Given request:
Return every line of the data below that contains the string "roof", matching case exactly.

Input records:

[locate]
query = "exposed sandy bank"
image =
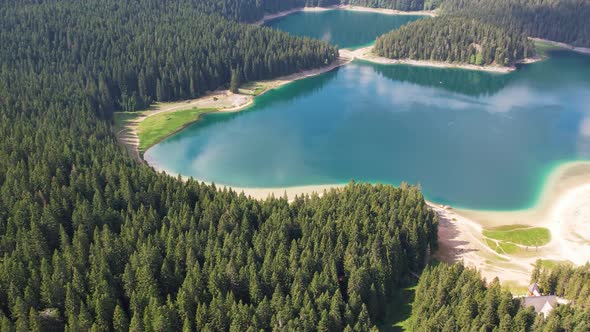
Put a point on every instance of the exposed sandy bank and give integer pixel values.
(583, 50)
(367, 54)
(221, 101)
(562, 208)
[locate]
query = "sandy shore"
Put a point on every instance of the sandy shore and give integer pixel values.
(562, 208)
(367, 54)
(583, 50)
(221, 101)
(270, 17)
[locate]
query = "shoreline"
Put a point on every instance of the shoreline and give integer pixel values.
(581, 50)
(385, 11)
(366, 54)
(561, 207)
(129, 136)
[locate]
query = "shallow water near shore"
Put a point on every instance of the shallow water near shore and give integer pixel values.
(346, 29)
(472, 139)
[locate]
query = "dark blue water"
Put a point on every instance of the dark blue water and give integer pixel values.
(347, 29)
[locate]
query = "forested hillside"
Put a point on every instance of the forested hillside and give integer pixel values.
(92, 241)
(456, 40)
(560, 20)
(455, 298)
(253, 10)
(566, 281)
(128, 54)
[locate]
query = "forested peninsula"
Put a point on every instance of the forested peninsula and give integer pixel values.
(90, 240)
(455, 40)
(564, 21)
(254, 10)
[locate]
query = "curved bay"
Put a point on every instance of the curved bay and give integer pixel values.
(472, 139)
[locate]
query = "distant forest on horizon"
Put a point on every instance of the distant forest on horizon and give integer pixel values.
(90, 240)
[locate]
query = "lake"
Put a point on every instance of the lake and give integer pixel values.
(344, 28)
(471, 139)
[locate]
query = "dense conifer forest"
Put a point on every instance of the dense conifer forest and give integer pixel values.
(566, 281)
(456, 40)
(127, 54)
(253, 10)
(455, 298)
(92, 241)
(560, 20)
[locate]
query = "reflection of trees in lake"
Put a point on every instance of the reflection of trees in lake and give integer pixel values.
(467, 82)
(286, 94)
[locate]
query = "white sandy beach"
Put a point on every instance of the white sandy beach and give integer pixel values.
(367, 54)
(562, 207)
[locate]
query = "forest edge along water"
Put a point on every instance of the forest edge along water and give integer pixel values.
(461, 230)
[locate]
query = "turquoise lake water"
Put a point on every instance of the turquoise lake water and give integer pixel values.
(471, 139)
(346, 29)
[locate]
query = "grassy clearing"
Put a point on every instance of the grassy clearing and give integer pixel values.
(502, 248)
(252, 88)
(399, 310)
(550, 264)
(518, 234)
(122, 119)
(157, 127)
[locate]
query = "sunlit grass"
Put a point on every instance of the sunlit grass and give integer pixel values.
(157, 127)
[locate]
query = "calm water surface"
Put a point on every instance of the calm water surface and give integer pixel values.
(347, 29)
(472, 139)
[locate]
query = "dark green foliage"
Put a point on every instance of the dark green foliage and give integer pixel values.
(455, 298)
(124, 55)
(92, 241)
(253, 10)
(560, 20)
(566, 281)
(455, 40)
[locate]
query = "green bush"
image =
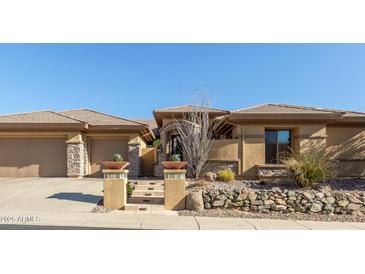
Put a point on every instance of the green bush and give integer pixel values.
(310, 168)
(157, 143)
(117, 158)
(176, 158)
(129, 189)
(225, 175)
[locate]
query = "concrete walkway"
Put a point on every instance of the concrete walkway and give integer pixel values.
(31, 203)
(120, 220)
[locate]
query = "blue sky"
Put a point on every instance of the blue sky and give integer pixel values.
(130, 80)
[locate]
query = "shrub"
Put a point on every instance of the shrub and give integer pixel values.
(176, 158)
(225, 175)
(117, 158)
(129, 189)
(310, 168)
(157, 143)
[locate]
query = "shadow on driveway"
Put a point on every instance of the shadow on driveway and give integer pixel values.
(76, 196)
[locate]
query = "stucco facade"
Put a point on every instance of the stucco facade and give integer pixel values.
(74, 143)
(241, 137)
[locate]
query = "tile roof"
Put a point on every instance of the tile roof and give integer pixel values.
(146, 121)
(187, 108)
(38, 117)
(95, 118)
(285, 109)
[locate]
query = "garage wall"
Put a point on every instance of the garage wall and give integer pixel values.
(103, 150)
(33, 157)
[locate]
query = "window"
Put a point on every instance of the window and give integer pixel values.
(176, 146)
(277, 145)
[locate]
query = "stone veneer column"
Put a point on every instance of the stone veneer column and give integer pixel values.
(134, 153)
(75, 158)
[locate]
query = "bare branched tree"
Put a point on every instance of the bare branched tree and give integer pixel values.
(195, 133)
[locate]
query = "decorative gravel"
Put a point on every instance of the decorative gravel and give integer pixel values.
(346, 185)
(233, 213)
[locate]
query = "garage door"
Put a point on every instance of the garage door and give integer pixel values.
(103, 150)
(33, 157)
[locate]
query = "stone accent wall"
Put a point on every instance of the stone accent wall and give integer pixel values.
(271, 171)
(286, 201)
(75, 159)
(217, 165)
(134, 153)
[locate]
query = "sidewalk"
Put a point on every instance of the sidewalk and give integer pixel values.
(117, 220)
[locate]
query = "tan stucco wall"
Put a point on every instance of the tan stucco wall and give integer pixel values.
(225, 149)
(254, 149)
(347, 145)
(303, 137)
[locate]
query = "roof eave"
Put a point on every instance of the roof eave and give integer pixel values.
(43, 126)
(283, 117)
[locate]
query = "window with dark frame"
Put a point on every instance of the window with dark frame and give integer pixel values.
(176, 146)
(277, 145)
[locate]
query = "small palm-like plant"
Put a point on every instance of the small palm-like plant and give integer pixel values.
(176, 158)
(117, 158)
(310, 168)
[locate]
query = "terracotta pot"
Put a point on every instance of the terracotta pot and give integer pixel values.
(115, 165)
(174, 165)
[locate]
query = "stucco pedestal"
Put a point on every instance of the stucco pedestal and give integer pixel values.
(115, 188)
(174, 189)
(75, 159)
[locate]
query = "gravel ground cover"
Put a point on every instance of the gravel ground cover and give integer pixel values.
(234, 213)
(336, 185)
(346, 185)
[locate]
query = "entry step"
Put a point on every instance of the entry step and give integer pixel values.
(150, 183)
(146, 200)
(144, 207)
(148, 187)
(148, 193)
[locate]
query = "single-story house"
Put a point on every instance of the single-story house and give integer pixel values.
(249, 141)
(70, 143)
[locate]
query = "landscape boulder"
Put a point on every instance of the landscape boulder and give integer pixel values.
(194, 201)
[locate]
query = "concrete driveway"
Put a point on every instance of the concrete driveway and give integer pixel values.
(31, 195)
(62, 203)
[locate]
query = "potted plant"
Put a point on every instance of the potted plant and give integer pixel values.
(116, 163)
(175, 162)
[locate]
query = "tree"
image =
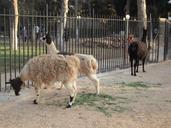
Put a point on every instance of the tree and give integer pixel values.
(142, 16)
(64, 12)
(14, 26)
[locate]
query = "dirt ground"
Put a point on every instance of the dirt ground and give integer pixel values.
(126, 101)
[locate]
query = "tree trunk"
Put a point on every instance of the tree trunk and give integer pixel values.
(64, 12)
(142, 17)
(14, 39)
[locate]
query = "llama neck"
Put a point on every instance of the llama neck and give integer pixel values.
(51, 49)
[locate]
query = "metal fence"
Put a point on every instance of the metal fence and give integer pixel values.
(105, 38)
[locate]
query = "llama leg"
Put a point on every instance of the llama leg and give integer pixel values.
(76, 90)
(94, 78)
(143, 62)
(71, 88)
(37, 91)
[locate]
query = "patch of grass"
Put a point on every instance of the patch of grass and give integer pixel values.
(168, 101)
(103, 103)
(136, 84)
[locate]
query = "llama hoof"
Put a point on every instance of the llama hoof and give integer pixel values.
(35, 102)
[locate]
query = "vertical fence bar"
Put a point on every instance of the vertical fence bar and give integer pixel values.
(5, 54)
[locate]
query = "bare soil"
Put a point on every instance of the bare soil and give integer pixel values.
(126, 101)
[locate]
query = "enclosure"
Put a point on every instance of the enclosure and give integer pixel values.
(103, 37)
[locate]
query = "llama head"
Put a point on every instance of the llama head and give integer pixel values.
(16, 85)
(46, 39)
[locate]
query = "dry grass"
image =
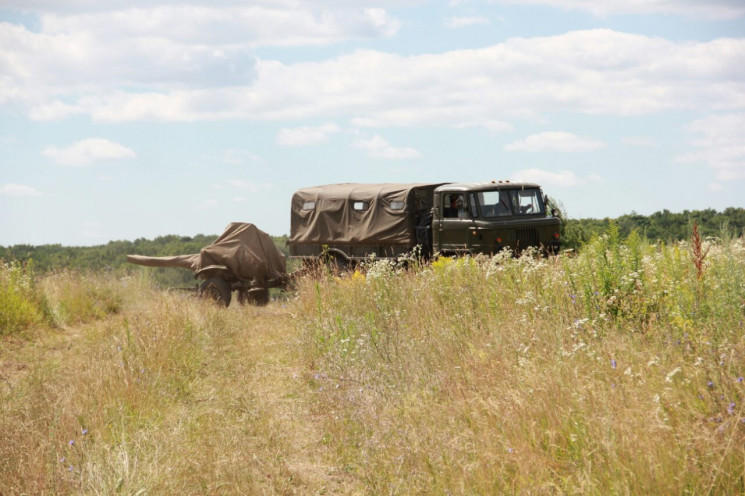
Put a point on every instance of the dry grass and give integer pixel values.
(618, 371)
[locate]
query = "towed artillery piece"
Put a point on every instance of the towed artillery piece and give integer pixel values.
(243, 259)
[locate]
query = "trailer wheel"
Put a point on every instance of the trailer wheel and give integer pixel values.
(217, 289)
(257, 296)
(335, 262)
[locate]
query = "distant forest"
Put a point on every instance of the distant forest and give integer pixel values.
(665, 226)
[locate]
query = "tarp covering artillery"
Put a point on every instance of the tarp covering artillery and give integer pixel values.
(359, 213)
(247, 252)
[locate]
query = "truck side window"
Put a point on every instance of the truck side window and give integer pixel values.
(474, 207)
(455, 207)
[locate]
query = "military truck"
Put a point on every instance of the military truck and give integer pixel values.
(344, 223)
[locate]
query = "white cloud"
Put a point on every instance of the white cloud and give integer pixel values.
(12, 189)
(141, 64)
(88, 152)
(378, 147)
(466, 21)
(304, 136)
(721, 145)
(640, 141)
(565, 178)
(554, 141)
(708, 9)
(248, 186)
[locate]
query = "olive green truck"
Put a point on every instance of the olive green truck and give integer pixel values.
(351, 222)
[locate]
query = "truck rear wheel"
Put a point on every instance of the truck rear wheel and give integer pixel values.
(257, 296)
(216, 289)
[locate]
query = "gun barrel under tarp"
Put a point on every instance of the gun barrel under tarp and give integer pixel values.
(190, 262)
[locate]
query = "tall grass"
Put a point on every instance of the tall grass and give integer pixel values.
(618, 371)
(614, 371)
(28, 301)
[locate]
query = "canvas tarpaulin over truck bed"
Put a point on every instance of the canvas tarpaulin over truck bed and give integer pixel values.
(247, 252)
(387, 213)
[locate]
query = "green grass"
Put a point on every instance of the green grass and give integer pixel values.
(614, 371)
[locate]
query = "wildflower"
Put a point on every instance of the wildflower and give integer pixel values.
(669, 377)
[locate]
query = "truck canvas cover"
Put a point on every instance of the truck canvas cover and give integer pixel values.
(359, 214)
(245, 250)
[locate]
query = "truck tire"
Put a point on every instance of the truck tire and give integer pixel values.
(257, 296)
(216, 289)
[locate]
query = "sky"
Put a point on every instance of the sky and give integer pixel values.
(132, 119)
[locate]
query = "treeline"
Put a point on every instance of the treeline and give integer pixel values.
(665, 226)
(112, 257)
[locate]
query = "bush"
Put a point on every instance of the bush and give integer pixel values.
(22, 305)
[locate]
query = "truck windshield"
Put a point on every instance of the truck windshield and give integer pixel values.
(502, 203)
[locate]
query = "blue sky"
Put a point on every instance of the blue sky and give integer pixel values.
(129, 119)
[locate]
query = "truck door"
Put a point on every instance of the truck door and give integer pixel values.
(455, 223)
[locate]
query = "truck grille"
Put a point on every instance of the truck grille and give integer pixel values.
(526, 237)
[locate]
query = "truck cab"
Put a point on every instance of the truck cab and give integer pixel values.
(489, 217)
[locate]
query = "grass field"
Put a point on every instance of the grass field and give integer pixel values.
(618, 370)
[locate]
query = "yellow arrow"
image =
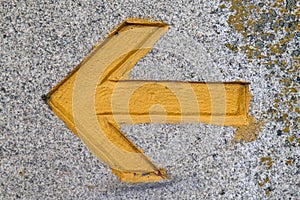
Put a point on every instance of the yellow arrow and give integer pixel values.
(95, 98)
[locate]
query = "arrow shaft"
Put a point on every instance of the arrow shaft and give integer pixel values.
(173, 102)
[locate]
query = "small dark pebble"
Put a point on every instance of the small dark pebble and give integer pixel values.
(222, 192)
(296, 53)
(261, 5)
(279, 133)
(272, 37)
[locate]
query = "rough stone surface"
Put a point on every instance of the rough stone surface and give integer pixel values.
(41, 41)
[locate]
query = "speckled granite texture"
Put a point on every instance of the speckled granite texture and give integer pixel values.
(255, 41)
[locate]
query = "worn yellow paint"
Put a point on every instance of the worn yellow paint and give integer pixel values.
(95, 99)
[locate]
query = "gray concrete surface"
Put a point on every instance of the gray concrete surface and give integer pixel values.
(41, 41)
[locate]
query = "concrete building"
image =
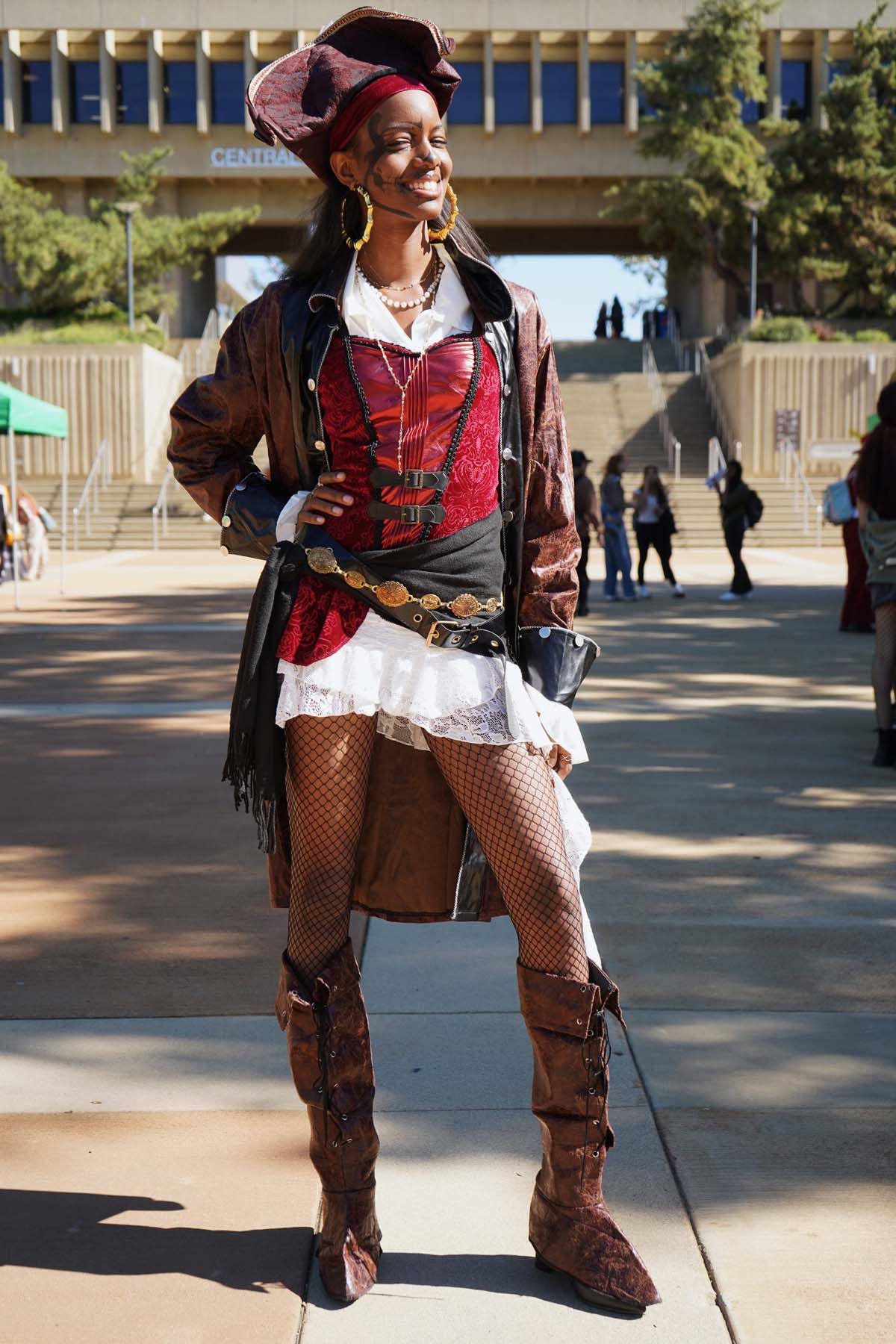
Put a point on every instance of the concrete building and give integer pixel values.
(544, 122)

Response to the exercise:
query = "tile roof"
Put a point on every instance of the tile roof and give integer pixel values.
query = "roof eave"
Put a point on every instance of the roof eave and give integer pixel values.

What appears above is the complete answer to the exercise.